§ **Task directions**
Reproduce exactly the lines from the start of the records through the line containing "# Target: black feathers on neck", both included. Leave the pictures out.

Items listed in a dataset:

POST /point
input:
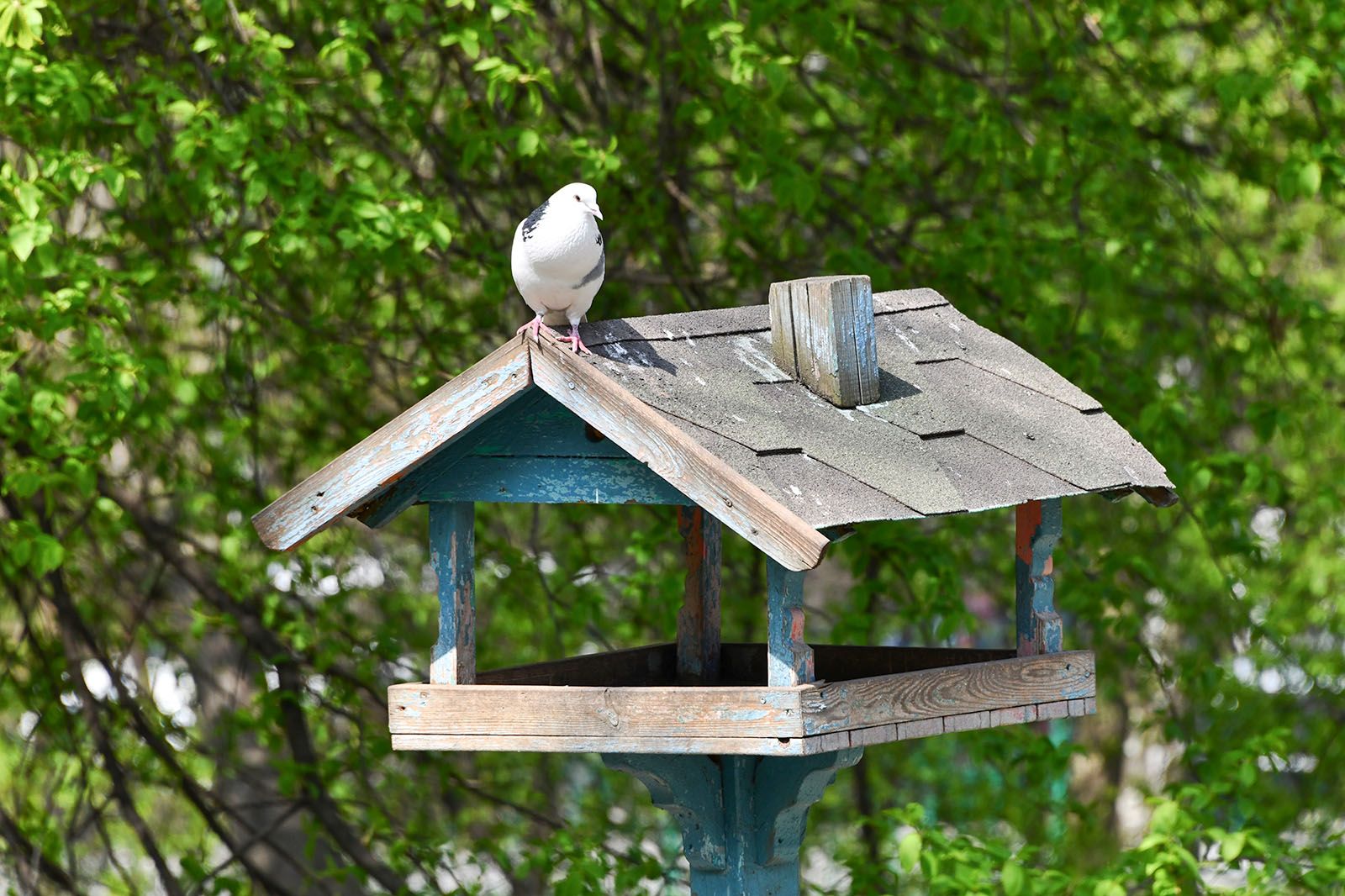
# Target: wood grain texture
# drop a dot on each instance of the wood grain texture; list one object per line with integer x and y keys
{"x": 822, "y": 331}
{"x": 740, "y": 663}
{"x": 681, "y": 461}
{"x": 619, "y": 744}
{"x": 595, "y": 712}
{"x": 452, "y": 546}
{"x": 394, "y": 450}
{"x": 948, "y": 692}
{"x": 699, "y": 618}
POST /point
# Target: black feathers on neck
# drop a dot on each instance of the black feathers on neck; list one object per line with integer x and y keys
{"x": 533, "y": 219}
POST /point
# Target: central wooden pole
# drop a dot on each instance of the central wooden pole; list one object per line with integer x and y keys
{"x": 1039, "y": 529}
{"x": 699, "y": 620}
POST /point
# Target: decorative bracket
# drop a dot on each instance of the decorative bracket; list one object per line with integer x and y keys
{"x": 1039, "y": 528}
{"x": 452, "y": 548}
{"x": 741, "y": 817}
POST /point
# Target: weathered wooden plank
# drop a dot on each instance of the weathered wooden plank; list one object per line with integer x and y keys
{"x": 1056, "y": 709}
{"x": 920, "y": 728}
{"x": 947, "y": 692}
{"x": 595, "y": 712}
{"x": 699, "y": 619}
{"x": 452, "y": 546}
{"x": 789, "y": 656}
{"x": 842, "y": 662}
{"x": 553, "y": 481}
{"x": 1013, "y": 714}
{"x": 824, "y": 334}
{"x": 618, "y": 744}
{"x": 394, "y": 450}
{"x": 966, "y": 721}
{"x": 1037, "y": 530}
{"x": 740, "y": 663}
{"x": 676, "y": 456}
{"x": 410, "y": 488}
{"x": 632, "y": 667}
{"x": 876, "y": 735}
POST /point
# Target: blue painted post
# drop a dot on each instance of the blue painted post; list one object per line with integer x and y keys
{"x": 1039, "y": 528}
{"x": 789, "y": 656}
{"x": 699, "y": 619}
{"x": 743, "y": 818}
{"x": 452, "y": 549}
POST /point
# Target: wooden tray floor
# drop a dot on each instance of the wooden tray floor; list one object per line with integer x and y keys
{"x": 629, "y": 701}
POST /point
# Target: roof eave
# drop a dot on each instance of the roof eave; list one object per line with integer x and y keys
{"x": 394, "y": 450}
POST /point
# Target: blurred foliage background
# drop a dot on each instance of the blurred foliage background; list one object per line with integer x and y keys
{"x": 240, "y": 235}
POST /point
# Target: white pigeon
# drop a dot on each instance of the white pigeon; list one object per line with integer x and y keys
{"x": 558, "y": 260}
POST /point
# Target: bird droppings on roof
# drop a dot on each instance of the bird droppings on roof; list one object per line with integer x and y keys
{"x": 966, "y": 420}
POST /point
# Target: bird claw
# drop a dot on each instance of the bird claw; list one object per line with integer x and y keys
{"x": 576, "y": 345}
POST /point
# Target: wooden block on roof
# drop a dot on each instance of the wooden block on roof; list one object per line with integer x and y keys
{"x": 822, "y": 333}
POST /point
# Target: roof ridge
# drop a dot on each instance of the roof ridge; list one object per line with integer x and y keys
{"x": 381, "y": 461}
{"x": 674, "y": 455}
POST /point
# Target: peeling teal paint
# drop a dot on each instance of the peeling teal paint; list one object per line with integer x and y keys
{"x": 743, "y": 818}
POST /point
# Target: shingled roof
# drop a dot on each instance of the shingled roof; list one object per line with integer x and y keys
{"x": 966, "y": 421}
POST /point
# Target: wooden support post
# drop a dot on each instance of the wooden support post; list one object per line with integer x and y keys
{"x": 741, "y": 817}
{"x": 699, "y": 620}
{"x": 1039, "y": 528}
{"x": 824, "y": 334}
{"x": 452, "y": 549}
{"x": 789, "y": 656}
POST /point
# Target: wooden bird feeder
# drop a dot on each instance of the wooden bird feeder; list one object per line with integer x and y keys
{"x": 787, "y": 423}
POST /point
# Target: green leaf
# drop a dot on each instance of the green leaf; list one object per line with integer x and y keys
{"x": 1309, "y": 179}
{"x": 908, "y": 851}
{"x": 47, "y": 555}
{"x": 30, "y": 199}
{"x": 24, "y": 237}
{"x": 1232, "y": 846}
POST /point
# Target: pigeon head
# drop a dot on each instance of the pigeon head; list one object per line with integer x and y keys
{"x": 578, "y": 195}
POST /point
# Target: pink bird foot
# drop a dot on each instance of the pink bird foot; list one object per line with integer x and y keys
{"x": 535, "y": 324}
{"x": 576, "y": 343}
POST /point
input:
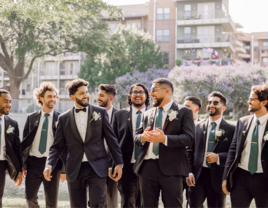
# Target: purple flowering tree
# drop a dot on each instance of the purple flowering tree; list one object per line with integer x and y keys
{"x": 234, "y": 82}
{"x": 124, "y": 82}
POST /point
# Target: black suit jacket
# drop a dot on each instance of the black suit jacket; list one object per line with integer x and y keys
{"x": 12, "y": 148}
{"x": 67, "y": 135}
{"x": 237, "y": 147}
{"x": 180, "y": 134}
{"x": 196, "y": 152}
{"x": 29, "y": 132}
{"x": 122, "y": 126}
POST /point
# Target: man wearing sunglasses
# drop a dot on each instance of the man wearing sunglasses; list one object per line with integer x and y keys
{"x": 165, "y": 132}
{"x": 207, "y": 156}
{"x": 246, "y": 169}
{"x": 125, "y": 122}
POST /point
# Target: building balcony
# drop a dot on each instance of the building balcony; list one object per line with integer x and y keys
{"x": 212, "y": 41}
{"x": 197, "y": 18}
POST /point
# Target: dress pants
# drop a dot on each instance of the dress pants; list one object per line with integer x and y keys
{"x": 3, "y": 167}
{"x": 128, "y": 187}
{"x": 78, "y": 189}
{"x": 246, "y": 187}
{"x": 35, "y": 177}
{"x": 203, "y": 189}
{"x": 152, "y": 180}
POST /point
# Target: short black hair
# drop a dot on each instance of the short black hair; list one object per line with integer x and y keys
{"x": 219, "y": 95}
{"x": 195, "y": 100}
{"x": 147, "y": 101}
{"x": 3, "y": 91}
{"x": 109, "y": 89}
{"x": 165, "y": 81}
{"x": 75, "y": 84}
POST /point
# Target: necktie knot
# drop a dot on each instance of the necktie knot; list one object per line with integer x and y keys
{"x": 82, "y": 109}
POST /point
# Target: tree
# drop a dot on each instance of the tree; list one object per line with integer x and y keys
{"x": 234, "y": 82}
{"x": 36, "y": 28}
{"x": 124, "y": 82}
{"x": 130, "y": 49}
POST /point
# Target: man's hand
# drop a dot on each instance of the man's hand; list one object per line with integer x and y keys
{"x": 224, "y": 187}
{"x": 211, "y": 157}
{"x": 18, "y": 180}
{"x": 157, "y": 136}
{"x": 62, "y": 178}
{"x": 145, "y": 136}
{"x": 23, "y": 173}
{"x": 190, "y": 180}
{"x": 117, "y": 173}
{"x": 47, "y": 174}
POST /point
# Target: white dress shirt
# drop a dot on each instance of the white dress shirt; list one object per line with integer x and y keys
{"x": 81, "y": 119}
{"x": 218, "y": 122}
{"x": 3, "y": 141}
{"x": 34, "y": 150}
{"x": 134, "y": 120}
{"x": 247, "y": 145}
{"x": 149, "y": 153}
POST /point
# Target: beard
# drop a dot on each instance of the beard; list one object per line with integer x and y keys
{"x": 80, "y": 102}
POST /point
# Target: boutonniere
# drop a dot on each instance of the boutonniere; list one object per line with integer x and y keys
{"x": 266, "y": 136}
{"x": 96, "y": 116}
{"x": 172, "y": 114}
{"x": 10, "y": 129}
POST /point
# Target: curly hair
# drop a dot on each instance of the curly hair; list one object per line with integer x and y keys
{"x": 40, "y": 92}
{"x": 73, "y": 85}
{"x": 147, "y": 101}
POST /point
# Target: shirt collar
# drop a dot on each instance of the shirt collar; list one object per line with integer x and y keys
{"x": 51, "y": 113}
{"x": 261, "y": 119}
{"x": 167, "y": 106}
{"x": 218, "y": 122}
{"x": 135, "y": 110}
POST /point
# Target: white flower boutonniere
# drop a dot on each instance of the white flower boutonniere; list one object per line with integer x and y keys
{"x": 96, "y": 116}
{"x": 266, "y": 136}
{"x": 172, "y": 115}
{"x": 10, "y": 129}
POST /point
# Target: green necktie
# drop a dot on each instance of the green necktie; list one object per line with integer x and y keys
{"x": 253, "y": 158}
{"x": 138, "y": 123}
{"x": 43, "y": 139}
{"x": 211, "y": 140}
{"x": 158, "y": 125}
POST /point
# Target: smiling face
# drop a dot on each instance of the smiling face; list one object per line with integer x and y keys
{"x": 5, "y": 104}
{"x": 81, "y": 97}
{"x": 138, "y": 96}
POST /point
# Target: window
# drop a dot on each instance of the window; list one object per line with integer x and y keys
{"x": 166, "y": 57}
{"x": 159, "y": 15}
{"x": 167, "y": 13}
{"x": 187, "y": 10}
{"x": 256, "y": 44}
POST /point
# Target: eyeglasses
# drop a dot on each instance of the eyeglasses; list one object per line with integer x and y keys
{"x": 138, "y": 93}
{"x": 252, "y": 98}
{"x": 154, "y": 89}
{"x": 215, "y": 103}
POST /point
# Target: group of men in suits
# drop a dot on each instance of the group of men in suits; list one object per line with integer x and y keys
{"x": 138, "y": 151}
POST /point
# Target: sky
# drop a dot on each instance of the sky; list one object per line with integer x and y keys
{"x": 251, "y": 14}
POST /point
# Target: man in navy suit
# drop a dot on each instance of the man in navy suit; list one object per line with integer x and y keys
{"x": 82, "y": 130}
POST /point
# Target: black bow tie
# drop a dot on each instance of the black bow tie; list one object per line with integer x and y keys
{"x": 82, "y": 109}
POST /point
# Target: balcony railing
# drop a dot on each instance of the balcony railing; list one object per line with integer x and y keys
{"x": 196, "y": 15}
{"x": 205, "y": 39}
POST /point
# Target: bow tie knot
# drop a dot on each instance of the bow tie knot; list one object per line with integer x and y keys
{"x": 82, "y": 109}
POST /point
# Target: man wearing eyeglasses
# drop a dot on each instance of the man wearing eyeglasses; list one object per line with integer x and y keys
{"x": 207, "y": 156}
{"x": 246, "y": 168}
{"x": 165, "y": 132}
{"x": 125, "y": 122}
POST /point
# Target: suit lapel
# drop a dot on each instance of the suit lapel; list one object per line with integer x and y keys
{"x": 90, "y": 124}
{"x": 173, "y": 107}
{"x": 74, "y": 127}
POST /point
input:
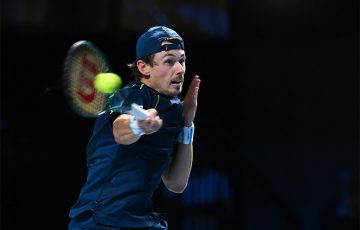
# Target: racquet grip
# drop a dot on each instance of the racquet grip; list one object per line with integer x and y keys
{"x": 138, "y": 112}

§ **Written answer**
POST /point
input:
# Target: wood grain texture
# drop a dot on each instance of the wood grain texture; list one object per line with integer x and y keys
{"x": 822, "y": 331}
{"x": 740, "y": 663}
{"x": 681, "y": 461}
{"x": 619, "y": 744}
{"x": 595, "y": 712}
{"x": 452, "y": 546}
{"x": 394, "y": 450}
{"x": 948, "y": 692}
{"x": 699, "y": 618}
POST /point
# Target: black feathers on neck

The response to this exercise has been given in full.